● Brief:
Scan the material and copy out each line where the word "banner" occurs.

#### Records provided ####

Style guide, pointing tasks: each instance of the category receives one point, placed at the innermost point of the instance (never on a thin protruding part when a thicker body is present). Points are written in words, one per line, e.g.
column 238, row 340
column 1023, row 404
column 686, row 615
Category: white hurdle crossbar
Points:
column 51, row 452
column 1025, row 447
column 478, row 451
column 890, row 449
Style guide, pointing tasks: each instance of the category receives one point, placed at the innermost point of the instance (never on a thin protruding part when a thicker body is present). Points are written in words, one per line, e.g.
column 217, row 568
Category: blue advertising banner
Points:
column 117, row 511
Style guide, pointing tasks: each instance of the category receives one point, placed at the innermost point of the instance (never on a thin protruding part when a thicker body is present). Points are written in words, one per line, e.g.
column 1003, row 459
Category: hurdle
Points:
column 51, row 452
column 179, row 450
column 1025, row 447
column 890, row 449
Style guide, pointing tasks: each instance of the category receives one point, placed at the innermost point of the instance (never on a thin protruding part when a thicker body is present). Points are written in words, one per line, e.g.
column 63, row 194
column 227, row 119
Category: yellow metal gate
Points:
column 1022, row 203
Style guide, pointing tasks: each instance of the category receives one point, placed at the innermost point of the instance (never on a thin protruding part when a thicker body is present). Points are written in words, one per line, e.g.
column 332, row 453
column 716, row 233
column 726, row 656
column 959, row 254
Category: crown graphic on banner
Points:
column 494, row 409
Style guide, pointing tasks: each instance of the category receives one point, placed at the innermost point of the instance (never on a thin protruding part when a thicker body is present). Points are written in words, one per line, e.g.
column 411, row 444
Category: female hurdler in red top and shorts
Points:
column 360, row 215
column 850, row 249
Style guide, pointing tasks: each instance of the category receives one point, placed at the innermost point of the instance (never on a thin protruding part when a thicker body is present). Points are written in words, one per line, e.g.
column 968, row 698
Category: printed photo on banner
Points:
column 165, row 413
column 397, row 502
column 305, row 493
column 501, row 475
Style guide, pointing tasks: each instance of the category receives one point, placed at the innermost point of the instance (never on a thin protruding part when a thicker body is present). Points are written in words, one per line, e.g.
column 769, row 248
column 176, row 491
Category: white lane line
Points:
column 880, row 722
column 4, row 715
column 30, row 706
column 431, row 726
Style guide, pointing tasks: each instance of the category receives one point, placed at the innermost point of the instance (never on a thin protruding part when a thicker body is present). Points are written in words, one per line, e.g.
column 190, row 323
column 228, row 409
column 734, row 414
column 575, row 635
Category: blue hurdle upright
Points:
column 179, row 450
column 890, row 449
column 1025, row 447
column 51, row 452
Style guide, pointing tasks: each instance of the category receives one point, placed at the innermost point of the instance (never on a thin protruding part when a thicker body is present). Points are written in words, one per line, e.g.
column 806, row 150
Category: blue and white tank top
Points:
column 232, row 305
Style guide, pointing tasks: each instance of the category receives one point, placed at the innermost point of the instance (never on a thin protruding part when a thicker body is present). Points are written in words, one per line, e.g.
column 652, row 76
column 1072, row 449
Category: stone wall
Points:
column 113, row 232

####

● Output below:
Category: blue advertising banner
Category: crown graphic on banner
Category: printed photo on banner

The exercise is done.